◆ **Task objective**
Tally the lines in the items below that contain the string "cilantro", treating uppercase and lowercase as different. Reply with the number only.
— BEGIN Data in this exercise —
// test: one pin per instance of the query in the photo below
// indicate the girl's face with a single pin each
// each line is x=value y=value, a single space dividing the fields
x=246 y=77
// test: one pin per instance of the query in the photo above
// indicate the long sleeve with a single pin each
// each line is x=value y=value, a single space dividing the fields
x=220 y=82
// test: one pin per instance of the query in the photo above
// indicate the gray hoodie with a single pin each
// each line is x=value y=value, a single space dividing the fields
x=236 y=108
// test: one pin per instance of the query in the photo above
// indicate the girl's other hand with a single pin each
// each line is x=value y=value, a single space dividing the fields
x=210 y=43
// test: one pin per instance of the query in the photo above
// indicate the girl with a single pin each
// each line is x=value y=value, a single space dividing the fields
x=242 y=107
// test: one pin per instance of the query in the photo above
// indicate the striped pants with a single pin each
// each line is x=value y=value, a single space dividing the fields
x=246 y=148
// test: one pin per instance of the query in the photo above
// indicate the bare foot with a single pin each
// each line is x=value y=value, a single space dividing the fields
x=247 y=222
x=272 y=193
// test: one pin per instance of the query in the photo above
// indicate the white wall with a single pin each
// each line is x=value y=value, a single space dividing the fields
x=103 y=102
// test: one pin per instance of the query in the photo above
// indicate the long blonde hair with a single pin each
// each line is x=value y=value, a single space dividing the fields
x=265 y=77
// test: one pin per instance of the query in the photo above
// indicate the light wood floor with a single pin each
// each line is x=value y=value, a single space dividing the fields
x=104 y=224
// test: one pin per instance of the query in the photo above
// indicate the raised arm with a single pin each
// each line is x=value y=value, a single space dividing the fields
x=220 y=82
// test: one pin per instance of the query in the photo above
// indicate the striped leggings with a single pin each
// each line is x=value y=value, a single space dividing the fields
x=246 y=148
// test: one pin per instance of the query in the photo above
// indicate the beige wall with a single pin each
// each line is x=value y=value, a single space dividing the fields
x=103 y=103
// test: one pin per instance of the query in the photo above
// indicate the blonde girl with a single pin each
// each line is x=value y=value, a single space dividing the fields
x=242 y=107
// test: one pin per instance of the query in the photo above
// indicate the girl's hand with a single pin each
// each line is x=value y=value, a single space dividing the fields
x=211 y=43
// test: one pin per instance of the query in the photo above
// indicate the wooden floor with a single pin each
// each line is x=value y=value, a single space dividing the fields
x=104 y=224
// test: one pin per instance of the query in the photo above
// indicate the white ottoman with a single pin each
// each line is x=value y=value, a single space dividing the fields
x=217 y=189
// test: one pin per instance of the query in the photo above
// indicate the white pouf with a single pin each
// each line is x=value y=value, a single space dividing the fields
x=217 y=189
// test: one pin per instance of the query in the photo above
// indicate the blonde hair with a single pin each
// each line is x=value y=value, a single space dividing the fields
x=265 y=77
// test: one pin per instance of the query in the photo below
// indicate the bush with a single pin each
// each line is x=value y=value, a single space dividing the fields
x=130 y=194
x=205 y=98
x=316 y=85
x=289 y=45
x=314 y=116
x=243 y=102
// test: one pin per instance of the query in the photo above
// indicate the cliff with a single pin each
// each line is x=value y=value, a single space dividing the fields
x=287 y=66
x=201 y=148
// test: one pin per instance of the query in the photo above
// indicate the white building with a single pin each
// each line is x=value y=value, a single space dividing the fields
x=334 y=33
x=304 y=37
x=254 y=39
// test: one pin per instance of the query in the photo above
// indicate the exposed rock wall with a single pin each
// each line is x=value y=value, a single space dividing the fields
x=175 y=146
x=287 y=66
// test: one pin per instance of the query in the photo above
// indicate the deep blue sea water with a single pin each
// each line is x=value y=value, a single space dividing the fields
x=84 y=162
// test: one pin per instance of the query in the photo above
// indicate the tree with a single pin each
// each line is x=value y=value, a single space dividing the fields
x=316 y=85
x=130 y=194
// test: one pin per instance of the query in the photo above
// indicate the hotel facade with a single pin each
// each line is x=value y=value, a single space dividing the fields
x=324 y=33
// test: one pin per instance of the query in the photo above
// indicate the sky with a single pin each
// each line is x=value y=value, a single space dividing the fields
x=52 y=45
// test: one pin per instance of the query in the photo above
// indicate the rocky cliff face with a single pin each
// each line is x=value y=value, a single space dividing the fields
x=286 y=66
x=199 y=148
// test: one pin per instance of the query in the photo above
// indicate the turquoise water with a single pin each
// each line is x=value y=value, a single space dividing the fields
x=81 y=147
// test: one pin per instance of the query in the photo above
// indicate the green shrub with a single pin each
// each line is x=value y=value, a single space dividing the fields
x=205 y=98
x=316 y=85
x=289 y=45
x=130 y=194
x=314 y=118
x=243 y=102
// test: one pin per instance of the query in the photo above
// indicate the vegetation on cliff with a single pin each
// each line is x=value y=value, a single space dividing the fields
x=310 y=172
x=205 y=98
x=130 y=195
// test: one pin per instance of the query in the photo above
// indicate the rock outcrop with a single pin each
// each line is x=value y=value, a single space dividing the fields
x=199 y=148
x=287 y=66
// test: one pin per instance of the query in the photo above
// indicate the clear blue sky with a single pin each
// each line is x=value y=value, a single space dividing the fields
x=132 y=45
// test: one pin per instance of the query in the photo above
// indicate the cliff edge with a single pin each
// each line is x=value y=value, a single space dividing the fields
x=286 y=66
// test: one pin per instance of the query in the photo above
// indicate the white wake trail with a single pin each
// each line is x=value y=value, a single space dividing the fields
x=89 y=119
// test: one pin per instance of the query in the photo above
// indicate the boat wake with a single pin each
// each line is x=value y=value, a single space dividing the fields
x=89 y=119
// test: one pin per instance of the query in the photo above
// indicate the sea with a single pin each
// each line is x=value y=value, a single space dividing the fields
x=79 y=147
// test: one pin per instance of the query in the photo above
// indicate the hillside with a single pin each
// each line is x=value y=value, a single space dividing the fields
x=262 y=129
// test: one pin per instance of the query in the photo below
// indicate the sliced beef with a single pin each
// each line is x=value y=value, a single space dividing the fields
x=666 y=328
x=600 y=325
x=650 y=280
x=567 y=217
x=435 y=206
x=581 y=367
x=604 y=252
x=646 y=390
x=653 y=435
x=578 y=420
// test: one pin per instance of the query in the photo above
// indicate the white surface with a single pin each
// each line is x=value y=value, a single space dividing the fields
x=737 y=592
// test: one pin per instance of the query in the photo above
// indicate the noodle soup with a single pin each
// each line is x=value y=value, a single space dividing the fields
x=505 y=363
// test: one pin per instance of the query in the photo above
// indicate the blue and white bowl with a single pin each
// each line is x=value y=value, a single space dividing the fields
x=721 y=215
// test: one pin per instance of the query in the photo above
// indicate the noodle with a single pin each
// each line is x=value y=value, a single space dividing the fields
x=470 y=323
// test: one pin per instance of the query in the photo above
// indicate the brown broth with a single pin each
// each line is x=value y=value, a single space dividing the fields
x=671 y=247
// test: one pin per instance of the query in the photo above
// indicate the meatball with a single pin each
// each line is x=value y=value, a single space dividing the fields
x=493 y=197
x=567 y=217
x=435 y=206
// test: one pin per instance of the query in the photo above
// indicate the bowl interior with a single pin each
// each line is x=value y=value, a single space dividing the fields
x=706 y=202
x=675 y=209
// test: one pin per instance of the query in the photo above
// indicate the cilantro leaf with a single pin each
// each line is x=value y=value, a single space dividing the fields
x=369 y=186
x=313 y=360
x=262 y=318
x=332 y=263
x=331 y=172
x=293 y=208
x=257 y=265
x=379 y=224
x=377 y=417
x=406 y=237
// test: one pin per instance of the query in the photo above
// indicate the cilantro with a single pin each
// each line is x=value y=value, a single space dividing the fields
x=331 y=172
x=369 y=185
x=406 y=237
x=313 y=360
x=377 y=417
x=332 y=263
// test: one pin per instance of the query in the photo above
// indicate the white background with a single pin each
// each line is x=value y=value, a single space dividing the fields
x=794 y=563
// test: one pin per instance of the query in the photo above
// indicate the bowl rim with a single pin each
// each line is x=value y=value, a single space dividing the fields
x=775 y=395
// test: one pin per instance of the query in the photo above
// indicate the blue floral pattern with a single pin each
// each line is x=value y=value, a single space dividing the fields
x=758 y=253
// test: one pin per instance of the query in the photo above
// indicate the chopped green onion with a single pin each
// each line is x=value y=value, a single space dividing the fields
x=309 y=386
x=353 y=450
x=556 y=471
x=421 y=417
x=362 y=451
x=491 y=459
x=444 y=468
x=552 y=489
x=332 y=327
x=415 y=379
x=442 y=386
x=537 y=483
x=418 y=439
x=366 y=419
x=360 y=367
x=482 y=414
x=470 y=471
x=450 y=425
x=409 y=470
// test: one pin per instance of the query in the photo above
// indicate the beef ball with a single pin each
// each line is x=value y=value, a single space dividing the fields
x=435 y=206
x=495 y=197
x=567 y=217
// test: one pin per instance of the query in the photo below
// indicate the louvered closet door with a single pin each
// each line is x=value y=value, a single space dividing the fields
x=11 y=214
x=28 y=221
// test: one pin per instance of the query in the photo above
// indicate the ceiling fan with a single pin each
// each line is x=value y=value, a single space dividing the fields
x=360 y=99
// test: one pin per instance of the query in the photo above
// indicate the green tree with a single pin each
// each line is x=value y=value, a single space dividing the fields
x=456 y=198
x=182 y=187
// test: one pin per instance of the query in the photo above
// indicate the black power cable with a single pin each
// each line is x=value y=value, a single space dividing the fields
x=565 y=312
— END Data in this exercise —
◆ **Result**
2